#### TASKS AND EXERCISES
1/ Render the following sentence from the passage on USS New Jersey into Spanish: "In short, metal and water are not natural companions."
2/ Write the next few sentences of the passage on USS New Jersey, picking up right after its final sentence.

In short, metal and water are not natural companions. They are natural enemies. It takes regular upkeep for a ship’s underwater surfaces to endure—even in the placid surroundings of a maritime museum. Heaven knows what problems will come to light. 

One thing Philly shipyard workers will find is that walking underneath a 45,000-ton castle of steel to perform a hull inspection is an awe-inspiring yet unnerving experience. (By the way, that frequently cited figure refers to the ship’s empty weight. Iowas displaced 58,000 tons or thereabouts on active service, when loaded with fuel, ammunition, stores, and of course sailors.) Paranoia verges on inescapable: what if the blocks on which all that mass rests were to shift or collapse? 

Squish.

Battleship Revival: How USS New Jersey's Maintenance Sheds Light on Naval Strategy

Anyway. Images of New Jersey underway stir two thoughts, one relating to battleships back then and another relating to the composition of battle fleets today. One, bombast about these behemoths’ supposed invincibility was both commonplace among battleship sailors and misplaced. An oft-heard joke around the Iowa-class held that if an antiship missile were ever to slam home, the captain would simply call away “sweepers.” 

The notion being that a ship so stoutly built would suffer no damage in an assault. A cleanup crew would tidy up the mess and ship’s business would carry on.   

As with any good jest, there’s a certain amount of truth to it. But only to a point. Sure, parts of a battlewagon boasted armor plating up to seventeen inches thick. Critical sections—the forward faces of the 16-inch gun turrets, for example—could indeed take a wallop. The ship’s engineering plant and other vital innards were encased in an armored box running much of the hull’s length. The sides were thick at the waterline. Etc. 

USS New Jersey

Battleships had to be ruggedly constructed. After all, they were built to duel their heavy-hitting peers on the high seas. They had to be able to take a punch and fight on. 

There were limits, though. Much of New Jersey’s superstructure is lightly armored, as are the vessel’s keel and parts of its hull. Antiship munitions could do grave harm to the upper works, while sea mines and torpedoes could smite the relatively soft underbelly. Winston Churchill spotted dreadnoughts’ vulnerability to major-caliber gunfire as early as 1914, long before the inception of the Iowa class. He proclaimed: “The true picture of a battle between modern battleships is not men in armor striking with heavy swords, but a battle between two eggshells striking each other with hammers.”

(Dataset entries)

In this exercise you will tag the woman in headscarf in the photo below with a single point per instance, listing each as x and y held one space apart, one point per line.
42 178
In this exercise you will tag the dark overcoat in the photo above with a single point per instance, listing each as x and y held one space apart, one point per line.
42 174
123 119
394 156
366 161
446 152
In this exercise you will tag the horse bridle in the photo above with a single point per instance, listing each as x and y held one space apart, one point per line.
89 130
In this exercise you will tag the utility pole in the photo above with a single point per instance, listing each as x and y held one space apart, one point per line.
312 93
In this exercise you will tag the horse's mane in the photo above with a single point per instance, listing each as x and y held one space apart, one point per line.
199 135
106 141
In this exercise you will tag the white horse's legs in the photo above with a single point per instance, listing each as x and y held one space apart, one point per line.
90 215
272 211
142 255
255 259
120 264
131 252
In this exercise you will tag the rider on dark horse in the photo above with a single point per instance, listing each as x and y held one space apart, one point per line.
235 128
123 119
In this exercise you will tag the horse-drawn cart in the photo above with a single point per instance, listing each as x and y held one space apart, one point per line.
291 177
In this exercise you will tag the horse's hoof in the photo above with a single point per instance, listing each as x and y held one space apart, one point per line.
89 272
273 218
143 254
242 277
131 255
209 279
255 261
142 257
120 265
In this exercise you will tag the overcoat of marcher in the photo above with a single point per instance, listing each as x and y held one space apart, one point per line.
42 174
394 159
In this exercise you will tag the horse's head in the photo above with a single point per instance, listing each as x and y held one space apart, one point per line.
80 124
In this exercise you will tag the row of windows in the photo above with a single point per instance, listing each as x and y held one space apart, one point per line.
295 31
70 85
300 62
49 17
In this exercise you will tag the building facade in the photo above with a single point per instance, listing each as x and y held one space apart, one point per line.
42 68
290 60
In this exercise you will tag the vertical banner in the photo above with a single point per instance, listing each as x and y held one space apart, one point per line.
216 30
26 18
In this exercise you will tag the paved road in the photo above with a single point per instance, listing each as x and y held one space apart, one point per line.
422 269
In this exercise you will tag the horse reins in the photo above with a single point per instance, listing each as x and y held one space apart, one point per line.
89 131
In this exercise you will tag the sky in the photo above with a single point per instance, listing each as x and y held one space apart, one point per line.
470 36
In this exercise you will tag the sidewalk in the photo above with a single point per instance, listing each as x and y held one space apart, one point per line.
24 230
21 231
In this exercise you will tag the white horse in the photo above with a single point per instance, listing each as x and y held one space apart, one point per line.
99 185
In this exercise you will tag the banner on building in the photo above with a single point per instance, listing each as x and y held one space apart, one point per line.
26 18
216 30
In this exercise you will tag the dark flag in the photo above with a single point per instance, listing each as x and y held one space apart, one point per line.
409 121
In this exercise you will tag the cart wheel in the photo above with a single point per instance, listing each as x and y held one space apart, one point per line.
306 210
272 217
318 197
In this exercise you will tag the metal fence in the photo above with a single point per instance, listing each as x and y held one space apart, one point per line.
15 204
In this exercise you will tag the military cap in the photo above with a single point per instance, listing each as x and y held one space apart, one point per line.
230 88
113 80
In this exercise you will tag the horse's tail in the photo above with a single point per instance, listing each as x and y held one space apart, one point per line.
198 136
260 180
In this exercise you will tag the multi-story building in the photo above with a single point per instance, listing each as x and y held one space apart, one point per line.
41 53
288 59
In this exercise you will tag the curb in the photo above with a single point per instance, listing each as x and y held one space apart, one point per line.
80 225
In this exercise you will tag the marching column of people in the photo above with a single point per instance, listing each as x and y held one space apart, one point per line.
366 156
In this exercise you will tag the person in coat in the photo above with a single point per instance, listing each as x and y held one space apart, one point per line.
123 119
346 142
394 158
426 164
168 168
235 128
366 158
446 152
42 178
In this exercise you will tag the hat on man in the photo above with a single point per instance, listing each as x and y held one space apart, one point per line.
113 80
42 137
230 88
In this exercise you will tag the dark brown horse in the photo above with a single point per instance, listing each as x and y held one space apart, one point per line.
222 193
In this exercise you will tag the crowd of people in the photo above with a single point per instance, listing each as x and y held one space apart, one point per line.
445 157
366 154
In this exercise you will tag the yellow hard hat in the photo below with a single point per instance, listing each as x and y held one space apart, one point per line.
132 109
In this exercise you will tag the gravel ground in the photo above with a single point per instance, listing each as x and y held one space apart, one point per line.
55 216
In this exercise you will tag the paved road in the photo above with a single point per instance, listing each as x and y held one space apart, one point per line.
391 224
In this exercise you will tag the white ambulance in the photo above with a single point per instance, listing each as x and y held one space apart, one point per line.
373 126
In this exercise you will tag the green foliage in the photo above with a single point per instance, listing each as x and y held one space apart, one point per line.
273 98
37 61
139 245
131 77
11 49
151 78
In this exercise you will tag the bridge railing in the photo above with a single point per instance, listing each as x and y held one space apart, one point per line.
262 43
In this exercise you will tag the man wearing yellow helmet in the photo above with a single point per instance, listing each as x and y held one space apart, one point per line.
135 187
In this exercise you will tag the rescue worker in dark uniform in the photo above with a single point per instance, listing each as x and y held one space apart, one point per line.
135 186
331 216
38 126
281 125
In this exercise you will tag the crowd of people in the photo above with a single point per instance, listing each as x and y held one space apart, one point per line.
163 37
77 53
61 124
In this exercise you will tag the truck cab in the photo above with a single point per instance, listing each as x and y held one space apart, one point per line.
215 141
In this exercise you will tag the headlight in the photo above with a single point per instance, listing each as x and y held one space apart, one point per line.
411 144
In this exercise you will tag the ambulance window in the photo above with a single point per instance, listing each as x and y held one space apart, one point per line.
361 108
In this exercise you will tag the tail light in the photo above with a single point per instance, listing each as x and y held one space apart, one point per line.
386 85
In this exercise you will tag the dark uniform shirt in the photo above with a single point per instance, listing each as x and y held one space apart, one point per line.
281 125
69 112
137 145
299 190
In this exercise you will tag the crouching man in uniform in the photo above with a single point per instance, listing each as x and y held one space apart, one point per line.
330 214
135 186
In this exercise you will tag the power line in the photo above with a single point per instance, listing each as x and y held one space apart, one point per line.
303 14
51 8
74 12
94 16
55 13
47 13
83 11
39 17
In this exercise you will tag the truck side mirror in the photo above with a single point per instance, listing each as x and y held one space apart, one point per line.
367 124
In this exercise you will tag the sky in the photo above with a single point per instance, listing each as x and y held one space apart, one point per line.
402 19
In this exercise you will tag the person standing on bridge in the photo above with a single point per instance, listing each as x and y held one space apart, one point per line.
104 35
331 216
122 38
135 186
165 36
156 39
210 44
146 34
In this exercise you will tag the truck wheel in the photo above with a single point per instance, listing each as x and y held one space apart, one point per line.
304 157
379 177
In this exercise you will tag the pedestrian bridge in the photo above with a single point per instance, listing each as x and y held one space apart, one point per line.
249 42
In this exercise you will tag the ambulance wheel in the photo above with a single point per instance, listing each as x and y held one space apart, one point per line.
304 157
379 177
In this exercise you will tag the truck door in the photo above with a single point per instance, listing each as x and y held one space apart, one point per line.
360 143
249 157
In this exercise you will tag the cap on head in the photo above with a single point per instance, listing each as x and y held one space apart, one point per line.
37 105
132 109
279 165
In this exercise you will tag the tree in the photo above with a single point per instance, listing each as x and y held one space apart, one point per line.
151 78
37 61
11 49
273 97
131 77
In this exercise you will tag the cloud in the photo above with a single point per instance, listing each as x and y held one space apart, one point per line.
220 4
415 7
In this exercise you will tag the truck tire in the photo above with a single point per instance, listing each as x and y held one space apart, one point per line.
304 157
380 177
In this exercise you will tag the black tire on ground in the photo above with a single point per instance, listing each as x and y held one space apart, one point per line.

#### OUTPUTS BY TASK
1/ En resumen, el metal y el agua no son compañeros naturales.

2/
In other words, offense and defense stood roughly in balance in contests between armor-laden medieval knights. Knights could deal out and withstand heavy punishment in equal measure. By contrast, offense was lopsidedly superior in clashes between armored warships. Who stuck the first effective blow won. And in the age of the submarine, surface patrol boat, torpedo, and mine, light craft could menace capital ships—capital ships being vessels capable of taking and dishing out punishment in action against the toughest warships a foe could put to sea. 

Churchill went on to question whether it remained worthwhile to sluice British taxpayers’ money into über-pricey ships of war that appeared unfit for the threat environment they faced. Such worries feel ripped from today’s headlines

And two, New Jersey offers a reminder of how fleet design has gone awry since the battleships’ heyday. Back then, fleet designers assumed a navy could afford only a few capital ships. They were too big, complex, and pricey to purchase in bulk. Of necessity most of the fleet would consist of smaller, lightweight, less expensive fighting ships optimal for policing the sea, enforcing blockades, and performing the other myriad tasks that didn’t demand battleship firepower or defensive stamina.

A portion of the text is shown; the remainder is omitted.